EXTRACTED RECORDS:
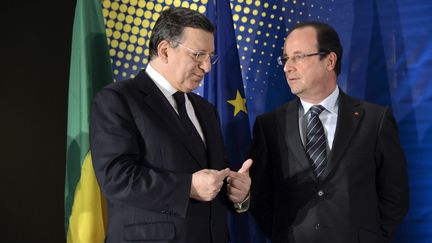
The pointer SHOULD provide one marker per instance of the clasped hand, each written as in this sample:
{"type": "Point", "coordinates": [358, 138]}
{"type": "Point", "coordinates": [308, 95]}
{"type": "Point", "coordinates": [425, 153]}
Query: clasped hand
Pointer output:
{"type": "Point", "coordinates": [207, 183]}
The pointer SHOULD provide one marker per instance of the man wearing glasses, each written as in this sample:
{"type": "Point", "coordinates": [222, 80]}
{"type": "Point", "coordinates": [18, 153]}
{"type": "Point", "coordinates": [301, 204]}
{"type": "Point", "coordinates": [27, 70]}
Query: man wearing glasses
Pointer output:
{"type": "Point", "coordinates": [157, 148]}
{"type": "Point", "coordinates": [327, 167]}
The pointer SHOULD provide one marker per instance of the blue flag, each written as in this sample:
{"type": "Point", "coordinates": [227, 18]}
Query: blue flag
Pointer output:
{"type": "Point", "coordinates": [224, 88]}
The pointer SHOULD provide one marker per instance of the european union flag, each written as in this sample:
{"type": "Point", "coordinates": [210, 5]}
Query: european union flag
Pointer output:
{"type": "Point", "coordinates": [224, 88]}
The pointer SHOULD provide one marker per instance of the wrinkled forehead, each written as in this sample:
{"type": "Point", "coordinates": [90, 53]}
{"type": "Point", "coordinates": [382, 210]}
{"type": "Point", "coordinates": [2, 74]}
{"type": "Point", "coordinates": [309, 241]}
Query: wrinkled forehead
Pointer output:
{"type": "Point", "coordinates": [301, 40]}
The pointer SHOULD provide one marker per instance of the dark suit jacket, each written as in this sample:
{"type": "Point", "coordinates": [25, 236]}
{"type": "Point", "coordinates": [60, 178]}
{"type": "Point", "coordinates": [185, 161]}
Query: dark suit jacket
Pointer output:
{"type": "Point", "coordinates": [144, 163]}
{"type": "Point", "coordinates": [361, 197]}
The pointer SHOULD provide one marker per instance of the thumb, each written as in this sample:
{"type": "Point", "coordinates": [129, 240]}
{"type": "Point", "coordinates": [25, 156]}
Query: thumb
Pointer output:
{"type": "Point", "coordinates": [246, 166]}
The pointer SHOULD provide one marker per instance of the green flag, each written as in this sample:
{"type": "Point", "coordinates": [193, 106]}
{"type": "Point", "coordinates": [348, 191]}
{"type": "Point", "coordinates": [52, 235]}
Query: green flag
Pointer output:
{"type": "Point", "coordinates": [90, 70]}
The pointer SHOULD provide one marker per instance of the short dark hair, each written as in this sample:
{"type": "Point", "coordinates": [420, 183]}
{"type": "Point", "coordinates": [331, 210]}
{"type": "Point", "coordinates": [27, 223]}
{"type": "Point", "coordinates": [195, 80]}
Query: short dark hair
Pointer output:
{"type": "Point", "coordinates": [171, 24]}
{"type": "Point", "coordinates": [328, 40]}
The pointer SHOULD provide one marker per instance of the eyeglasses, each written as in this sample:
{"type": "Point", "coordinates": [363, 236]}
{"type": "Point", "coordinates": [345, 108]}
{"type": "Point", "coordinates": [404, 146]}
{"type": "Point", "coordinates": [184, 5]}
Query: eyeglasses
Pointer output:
{"type": "Point", "coordinates": [282, 60]}
{"type": "Point", "coordinates": [200, 56]}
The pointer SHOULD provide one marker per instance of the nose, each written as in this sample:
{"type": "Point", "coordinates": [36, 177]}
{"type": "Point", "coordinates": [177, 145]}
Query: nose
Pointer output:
{"type": "Point", "coordinates": [288, 67]}
{"type": "Point", "coordinates": [206, 65]}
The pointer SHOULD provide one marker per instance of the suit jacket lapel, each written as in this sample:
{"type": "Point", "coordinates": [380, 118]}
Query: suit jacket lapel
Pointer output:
{"type": "Point", "coordinates": [349, 117]}
{"type": "Point", "coordinates": [288, 122]}
{"type": "Point", "coordinates": [160, 105]}
{"type": "Point", "coordinates": [210, 130]}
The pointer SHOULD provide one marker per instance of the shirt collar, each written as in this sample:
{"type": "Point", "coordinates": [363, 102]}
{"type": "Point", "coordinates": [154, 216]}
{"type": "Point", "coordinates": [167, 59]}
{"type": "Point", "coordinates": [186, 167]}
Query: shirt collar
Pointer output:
{"type": "Point", "coordinates": [163, 84]}
{"type": "Point", "coordinates": [329, 103]}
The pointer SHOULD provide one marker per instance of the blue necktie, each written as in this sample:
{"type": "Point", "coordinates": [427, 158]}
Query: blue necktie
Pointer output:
{"type": "Point", "coordinates": [316, 142]}
{"type": "Point", "coordinates": [190, 128]}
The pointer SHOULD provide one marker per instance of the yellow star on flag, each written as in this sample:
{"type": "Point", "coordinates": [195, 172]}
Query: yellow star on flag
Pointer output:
{"type": "Point", "coordinates": [239, 104]}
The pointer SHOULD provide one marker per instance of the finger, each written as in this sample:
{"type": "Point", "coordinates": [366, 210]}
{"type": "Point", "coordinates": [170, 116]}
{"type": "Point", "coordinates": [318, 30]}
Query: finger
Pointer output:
{"type": "Point", "coordinates": [220, 175]}
{"type": "Point", "coordinates": [245, 167]}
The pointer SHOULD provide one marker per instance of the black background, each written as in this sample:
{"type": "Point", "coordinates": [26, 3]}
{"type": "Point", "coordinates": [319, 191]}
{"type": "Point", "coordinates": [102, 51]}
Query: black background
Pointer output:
{"type": "Point", "coordinates": [36, 43]}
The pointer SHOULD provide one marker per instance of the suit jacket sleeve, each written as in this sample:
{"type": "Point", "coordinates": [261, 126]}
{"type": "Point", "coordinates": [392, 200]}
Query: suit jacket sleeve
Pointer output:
{"type": "Point", "coordinates": [392, 179]}
{"type": "Point", "coordinates": [261, 205]}
{"type": "Point", "coordinates": [117, 156]}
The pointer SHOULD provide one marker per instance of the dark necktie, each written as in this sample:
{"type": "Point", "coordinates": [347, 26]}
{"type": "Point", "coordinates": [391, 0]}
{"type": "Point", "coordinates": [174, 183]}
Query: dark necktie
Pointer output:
{"type": "Point", "coordinates": [187, 123]}
{"type": "Point", "coordinates": [316, 142]}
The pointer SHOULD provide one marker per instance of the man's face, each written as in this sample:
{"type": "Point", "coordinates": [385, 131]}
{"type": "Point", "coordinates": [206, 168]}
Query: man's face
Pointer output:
{"type": "Point", "coordinates": [307, 77]}
{"type": "Point", "coordinates": [186, 73]}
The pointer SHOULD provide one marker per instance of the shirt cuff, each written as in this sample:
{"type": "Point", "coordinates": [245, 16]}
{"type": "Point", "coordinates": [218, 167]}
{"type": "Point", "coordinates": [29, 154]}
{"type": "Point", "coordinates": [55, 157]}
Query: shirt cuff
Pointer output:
{"type": "Point", "coordinates": [243, 206]}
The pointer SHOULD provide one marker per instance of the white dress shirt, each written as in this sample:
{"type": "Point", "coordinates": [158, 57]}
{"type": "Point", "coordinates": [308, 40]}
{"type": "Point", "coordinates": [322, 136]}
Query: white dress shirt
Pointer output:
{"type": "Point", "coordinates": [328, 117]}
{"type": "Point", "coordinates": [168, 90]}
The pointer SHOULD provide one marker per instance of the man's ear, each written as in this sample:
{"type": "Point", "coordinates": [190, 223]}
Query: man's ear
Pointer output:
{"type": "Point", "coordinates": [163, 48]}
{"type": "Point", "coordinates": [331, 61]}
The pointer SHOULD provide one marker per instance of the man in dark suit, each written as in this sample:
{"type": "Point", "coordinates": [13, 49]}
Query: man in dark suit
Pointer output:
{"type": "Point", "coordinates": [328, 168]}
{"type": "Point", "coordinates": [157, 148]}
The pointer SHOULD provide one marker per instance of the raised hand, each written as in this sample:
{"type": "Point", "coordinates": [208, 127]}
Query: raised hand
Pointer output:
{"type": "Point", "coordinates": [239, 183]}
{"type": "Point", "coordinates": [206, 183]}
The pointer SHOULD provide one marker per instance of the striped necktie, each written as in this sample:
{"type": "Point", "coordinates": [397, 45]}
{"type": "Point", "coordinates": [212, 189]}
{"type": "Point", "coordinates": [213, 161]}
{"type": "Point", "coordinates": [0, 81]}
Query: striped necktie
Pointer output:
{"type": "Point", "coordinates": [316, 142]}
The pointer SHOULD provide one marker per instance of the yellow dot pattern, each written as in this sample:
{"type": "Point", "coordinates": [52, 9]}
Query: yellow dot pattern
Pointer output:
{"type": "Point", "coordinates": [128, 26]}
{"type": "Point", "coordinates": [261, 28]}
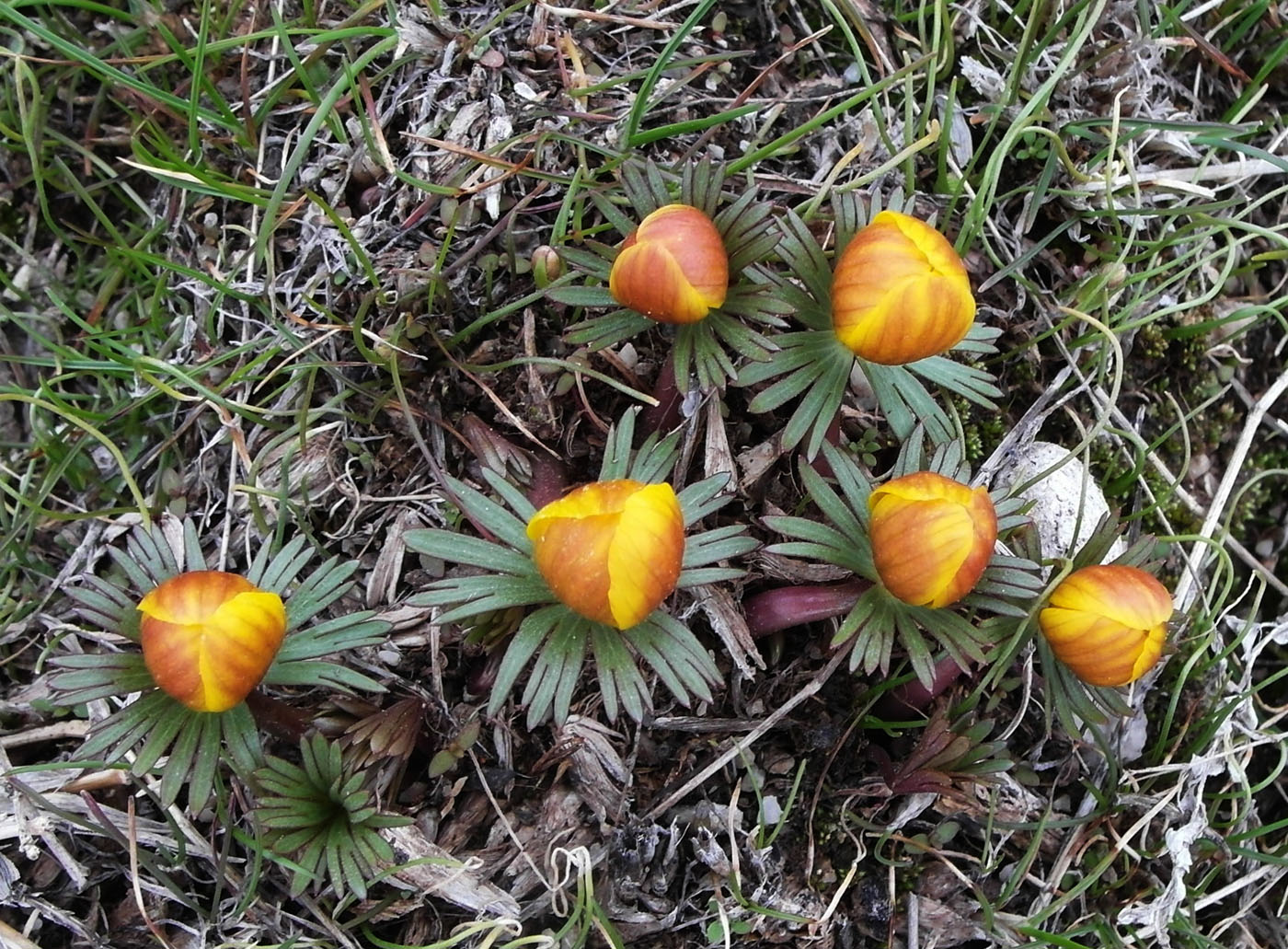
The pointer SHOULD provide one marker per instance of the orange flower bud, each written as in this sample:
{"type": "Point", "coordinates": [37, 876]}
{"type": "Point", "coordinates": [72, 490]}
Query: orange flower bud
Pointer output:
{"type": "Point", "coordinates": [611, 550]}
{"type": "Point", "coordinates": [931, 537]}
{"type": "Point", "coordinates": [1108, 623]}
{"type": "Point", "coordinates": [673, 269]}
{"type": "Point", "coordinates": [209, 637]}
{"type": "Point", "coordinates": [901, 292]}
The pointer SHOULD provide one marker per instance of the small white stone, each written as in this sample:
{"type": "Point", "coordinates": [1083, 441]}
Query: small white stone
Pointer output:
{"type": "Point", "coordinates": [1066, 503]}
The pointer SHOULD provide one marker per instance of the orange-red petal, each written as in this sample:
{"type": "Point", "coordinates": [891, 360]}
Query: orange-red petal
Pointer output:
{"type": "Point", "coordinates": [1108, 623]}
{"type": "Point", "coordinates": [931, 538]}
{"type": "Point", "coordinates": [673, 269]}
{"type": "Point", "coordinates": [209, 637]}
{"type": "Point", "coordinates": [612, 550]}
{"type": "Point", "coordinates": [901, 292]}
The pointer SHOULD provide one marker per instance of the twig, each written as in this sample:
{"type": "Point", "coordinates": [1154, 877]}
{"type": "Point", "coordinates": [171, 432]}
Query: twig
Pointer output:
{"type": "Point", "coordinates": [740, 746]}
{"type": "Point", "coordinates": [1187, 589]}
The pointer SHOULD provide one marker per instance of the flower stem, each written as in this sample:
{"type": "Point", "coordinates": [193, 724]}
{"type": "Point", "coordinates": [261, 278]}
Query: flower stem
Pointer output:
{"type": "Point", "coordinates": [785, 608]}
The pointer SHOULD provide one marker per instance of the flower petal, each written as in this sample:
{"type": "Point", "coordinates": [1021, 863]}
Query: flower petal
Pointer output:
{"type": "Point", "coordinates": [646, 555]}
{"type": "Point", "coordinates": [209, 637]}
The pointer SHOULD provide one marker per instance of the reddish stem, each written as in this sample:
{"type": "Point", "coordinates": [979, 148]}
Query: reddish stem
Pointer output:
{"type": "Point", "coordinates": [785, 608]}
{"type": "Point", "coordinates": [916, 697]}
{"type": "Point", "coordinates": [547, 482]}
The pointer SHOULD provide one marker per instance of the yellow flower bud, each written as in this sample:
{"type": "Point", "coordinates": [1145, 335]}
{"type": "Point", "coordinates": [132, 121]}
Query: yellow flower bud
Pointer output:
{"type": "Point", "coordinates": [209, 637]}
{"type": "Point", "coordinates": [931, 537]}
{"type": "Point", "coordinates": [611, 550]}
{"type": "Point", "coordinates": [901, 292]}
{"type": "Point", "coordinates": [1108, 623]}
{"type": "Point", "coordinates": [673, 269]}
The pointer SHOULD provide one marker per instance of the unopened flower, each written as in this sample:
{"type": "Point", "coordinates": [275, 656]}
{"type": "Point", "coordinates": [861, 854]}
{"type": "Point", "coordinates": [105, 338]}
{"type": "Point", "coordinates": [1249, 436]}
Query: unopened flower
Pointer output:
{"type": "Point", "coordinates": [209, 637]}
{"type": "Point", "coordinates": [901, 292]}
{"type": "Point", "coordinates": [931, 537]}
{"type": "Point", "coordinates": [611, 550]}
{"type": "Point", "coordinates": [1108, 623]}
{"type": "Point", "coordinates": [673, 269]}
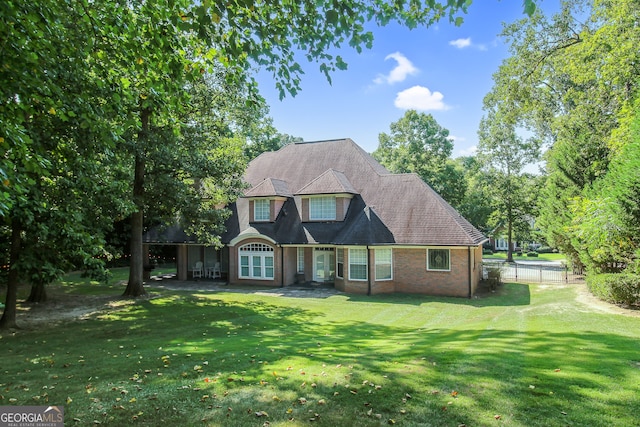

PROBLEM:
Return every line of the material above that contains the string "nose", copying each line in full. Case counts, so match uppercase and lowercase letters precisely.

FINISHED TASK:
The pointer SHOULD provide one marker per instance of the nose, each written as in this sample:
Query: nose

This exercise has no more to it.